## ACTIVITY
Two lines in the listing below mark the span: one contains "point(200, 282)" and one contains "point(608, 346)". Reproduce both of them and everything between, exactly.
(PROVIDED DATA Opens)
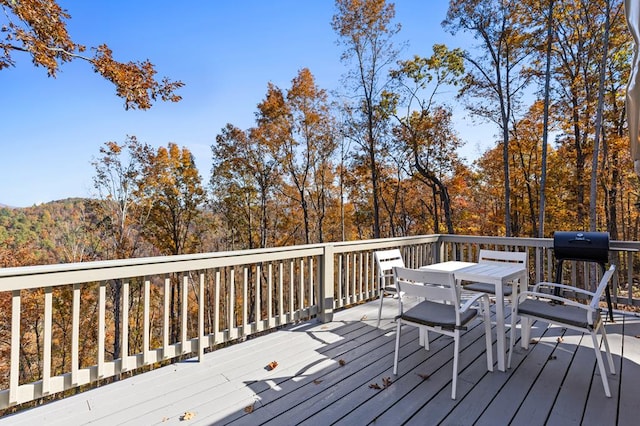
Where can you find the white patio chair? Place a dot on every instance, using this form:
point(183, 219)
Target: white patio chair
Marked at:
point(568, 313)
point(385, 261)
point(440, 311)
point(497, 256)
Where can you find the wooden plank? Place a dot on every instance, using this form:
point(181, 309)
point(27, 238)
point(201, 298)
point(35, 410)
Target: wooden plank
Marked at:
point(543, 393)
point(507, 400)
point(310, 386)
point(474, 403)
point(570, 402)
point(599, 409)
point(628, 407)
point(410, 391)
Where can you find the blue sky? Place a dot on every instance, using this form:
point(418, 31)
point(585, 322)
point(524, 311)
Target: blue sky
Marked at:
point(225, 52)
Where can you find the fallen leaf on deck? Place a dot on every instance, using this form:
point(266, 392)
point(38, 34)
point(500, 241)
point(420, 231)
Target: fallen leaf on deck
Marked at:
point(187, 416)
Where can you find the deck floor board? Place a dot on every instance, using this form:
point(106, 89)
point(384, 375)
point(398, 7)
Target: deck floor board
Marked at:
point(325, 372)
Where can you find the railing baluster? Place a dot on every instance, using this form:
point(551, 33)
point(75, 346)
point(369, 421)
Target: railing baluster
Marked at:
point(292, 280)
point(185, 315)
point(233, 333)
point(102, 302)
point(270, 295)
point(258, 302)
point(245, 301)
point(280, 293)
point(14, 379)
point(301, 288)
point(75, 336)
point(48, 331)
point(340, 281)
point(216, 314)
point(201, 305)
point(125, 328)
point(167, 321)
point(146, 325)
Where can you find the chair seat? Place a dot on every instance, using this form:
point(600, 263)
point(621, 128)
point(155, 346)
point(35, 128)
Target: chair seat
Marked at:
point(437, 314)
point(488, 288)
point(571, 315)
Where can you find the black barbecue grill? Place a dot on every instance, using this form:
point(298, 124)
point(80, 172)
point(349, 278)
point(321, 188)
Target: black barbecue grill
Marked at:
point(585, 247)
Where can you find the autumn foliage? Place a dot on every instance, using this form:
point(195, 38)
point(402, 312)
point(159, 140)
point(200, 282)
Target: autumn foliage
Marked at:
point(38, 28)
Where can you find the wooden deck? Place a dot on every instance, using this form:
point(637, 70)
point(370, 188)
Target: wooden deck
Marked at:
point(326, 374)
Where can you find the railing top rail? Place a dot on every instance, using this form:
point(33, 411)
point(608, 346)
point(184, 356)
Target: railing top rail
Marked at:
point(69, 273)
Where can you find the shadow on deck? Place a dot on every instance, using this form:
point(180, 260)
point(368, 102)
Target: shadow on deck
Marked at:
point(336, 373)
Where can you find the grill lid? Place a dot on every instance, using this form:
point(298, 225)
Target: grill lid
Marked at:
point(584, 246)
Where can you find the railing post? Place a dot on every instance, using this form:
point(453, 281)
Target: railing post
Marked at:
point(326, 285)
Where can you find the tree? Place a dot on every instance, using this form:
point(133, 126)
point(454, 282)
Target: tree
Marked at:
point(366, 30)
point(308, 149)
point(119, 215)
point(171, 189)
point(426, 130)
point(498, 76)
point(38, 28)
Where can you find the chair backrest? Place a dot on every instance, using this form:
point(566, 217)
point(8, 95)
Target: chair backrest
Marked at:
point(503, 256)
point(387, 260)
point(435, 286)
point(597, 295)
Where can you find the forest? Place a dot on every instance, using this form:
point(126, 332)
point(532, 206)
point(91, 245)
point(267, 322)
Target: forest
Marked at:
point(380, 158)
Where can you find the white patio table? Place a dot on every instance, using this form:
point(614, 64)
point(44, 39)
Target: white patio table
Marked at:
point(494, 273)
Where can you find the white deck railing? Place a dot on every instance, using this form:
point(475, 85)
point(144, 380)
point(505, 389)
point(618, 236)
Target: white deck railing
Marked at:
point(66, 319)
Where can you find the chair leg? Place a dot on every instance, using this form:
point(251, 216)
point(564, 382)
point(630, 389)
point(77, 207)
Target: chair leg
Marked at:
point(512, 334)
point(603, 373)
point(487, 335)
point(380, 308)
point(456, 348)
point(612, 368)
point(395, 356)
point(525, 332)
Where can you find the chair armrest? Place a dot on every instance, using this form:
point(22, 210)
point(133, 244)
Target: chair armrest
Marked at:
point(562, 286)
point(568, 302)
point(473, 300)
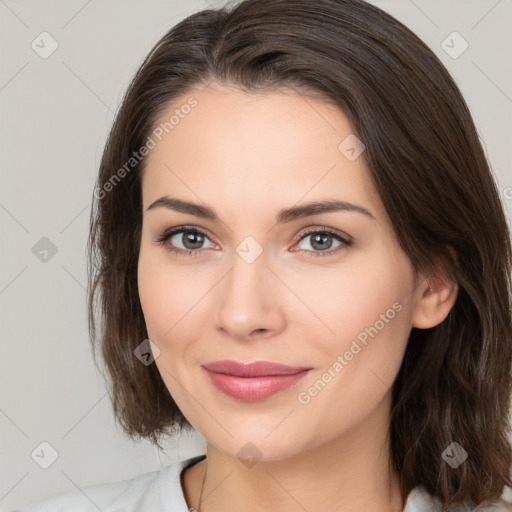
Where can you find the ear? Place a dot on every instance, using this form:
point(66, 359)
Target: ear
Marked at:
point(433, 299)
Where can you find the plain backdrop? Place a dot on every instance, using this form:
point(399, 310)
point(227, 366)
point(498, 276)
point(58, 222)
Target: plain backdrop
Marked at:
point(55, 114)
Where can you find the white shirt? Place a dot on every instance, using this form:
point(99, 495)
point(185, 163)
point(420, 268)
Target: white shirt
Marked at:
point(161, 491)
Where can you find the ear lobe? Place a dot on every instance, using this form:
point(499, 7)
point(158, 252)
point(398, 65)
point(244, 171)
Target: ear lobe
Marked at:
point(433, 303)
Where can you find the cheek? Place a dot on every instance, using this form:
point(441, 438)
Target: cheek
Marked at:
point(168, 294)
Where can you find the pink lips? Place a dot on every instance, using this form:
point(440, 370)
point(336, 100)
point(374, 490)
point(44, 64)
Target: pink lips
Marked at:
point(254, 381)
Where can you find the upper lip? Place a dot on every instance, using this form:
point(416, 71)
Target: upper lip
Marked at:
point(255, 369)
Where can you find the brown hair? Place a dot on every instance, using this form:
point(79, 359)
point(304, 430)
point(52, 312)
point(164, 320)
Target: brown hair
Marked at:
point(427, 163)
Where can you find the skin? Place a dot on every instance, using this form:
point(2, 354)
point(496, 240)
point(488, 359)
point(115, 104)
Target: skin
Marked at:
point(247, 156)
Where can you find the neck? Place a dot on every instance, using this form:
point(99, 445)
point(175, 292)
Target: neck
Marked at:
point(349, 473)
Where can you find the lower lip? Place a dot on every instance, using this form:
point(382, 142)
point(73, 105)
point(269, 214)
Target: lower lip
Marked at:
point(253, 389)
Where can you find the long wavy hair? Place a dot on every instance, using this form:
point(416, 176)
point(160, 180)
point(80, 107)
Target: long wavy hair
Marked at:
point(426, 161)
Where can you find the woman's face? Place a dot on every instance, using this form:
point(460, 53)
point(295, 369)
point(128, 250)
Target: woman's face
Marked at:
point(258, 284)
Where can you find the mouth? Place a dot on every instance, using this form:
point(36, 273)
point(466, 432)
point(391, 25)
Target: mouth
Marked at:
point(254, 381)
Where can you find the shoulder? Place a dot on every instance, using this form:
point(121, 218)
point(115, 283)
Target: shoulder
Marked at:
point(141, 493)
point(419, 500)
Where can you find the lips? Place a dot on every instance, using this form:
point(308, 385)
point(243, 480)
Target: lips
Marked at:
point(253, 381)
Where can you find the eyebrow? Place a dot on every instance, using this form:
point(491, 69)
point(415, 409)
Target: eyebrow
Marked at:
point(285, 215)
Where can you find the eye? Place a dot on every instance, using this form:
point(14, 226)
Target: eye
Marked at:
point(190, 238)
point(321, 239)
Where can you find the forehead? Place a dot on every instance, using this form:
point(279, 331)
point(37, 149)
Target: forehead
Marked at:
point(245, 149)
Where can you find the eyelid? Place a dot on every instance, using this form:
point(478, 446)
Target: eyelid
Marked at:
point(345, 239)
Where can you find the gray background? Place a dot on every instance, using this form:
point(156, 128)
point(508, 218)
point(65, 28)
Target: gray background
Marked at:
point(55, 115)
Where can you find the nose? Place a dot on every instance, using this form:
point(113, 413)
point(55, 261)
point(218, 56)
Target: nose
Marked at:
point(248, 301)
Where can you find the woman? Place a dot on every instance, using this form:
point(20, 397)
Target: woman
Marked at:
point(300, 251)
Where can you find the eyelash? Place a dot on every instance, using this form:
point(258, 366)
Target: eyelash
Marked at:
point(167, 234)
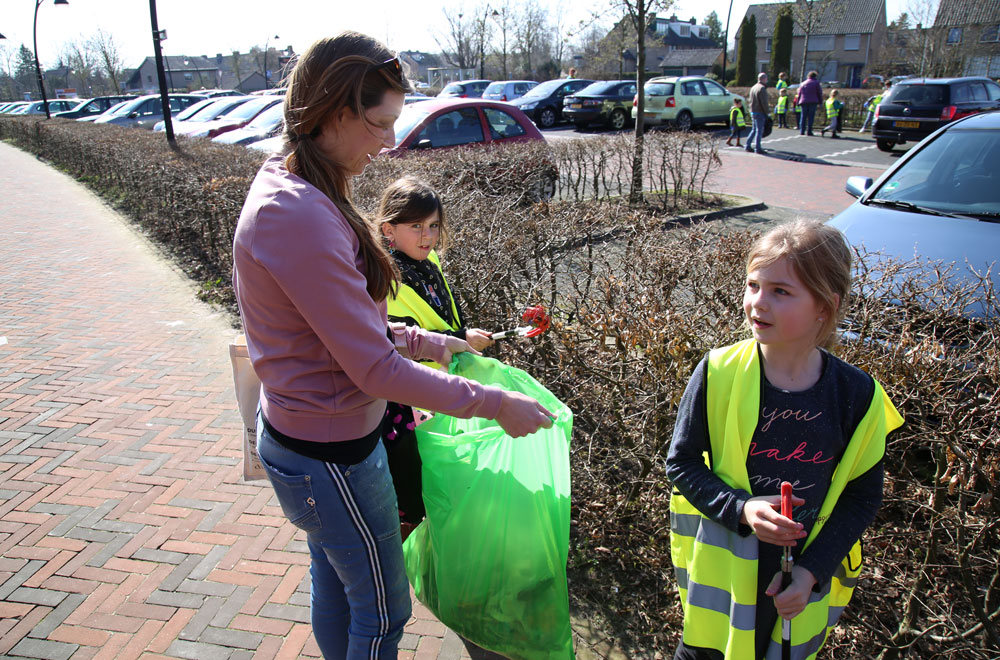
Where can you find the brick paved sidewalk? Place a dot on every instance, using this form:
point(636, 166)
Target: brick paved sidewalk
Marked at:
point(125, 528)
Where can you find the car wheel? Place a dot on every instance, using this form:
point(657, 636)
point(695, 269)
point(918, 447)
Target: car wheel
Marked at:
point(547, 118)
point(684, 121)
point(885, 145)
point(617, 120)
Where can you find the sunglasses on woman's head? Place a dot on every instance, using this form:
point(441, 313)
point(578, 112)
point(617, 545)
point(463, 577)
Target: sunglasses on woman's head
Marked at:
point(393, 67)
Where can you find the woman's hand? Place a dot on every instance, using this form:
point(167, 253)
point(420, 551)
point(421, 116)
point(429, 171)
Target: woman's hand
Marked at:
point(521, 415)
point(763, 515)
point(454, 345)
point(478, 339)
point(795, 597)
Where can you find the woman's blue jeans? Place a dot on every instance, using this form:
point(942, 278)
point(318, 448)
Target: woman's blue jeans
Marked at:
point(360, 596)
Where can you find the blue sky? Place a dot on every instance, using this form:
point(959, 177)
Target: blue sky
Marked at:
point(207, 27)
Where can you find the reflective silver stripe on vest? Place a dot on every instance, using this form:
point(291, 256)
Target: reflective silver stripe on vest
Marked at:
point(718, 600)
point(712, 533)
(PROVIDED DATA Closes)
## EXERCISE RESULT
point(200, 282)
Target: autumn foliage
Marked at:
point(38, 28)
Where can you find the wooden deck? Place a dot on every instance, using this form:
point(637, 70)
point(370, 188)
Target: wooden deck
Marked at:
point(326, 374)
Where can you find the railing top rail? Place a dot on every instance, using this form:
point(33, 411)
point(608, 346)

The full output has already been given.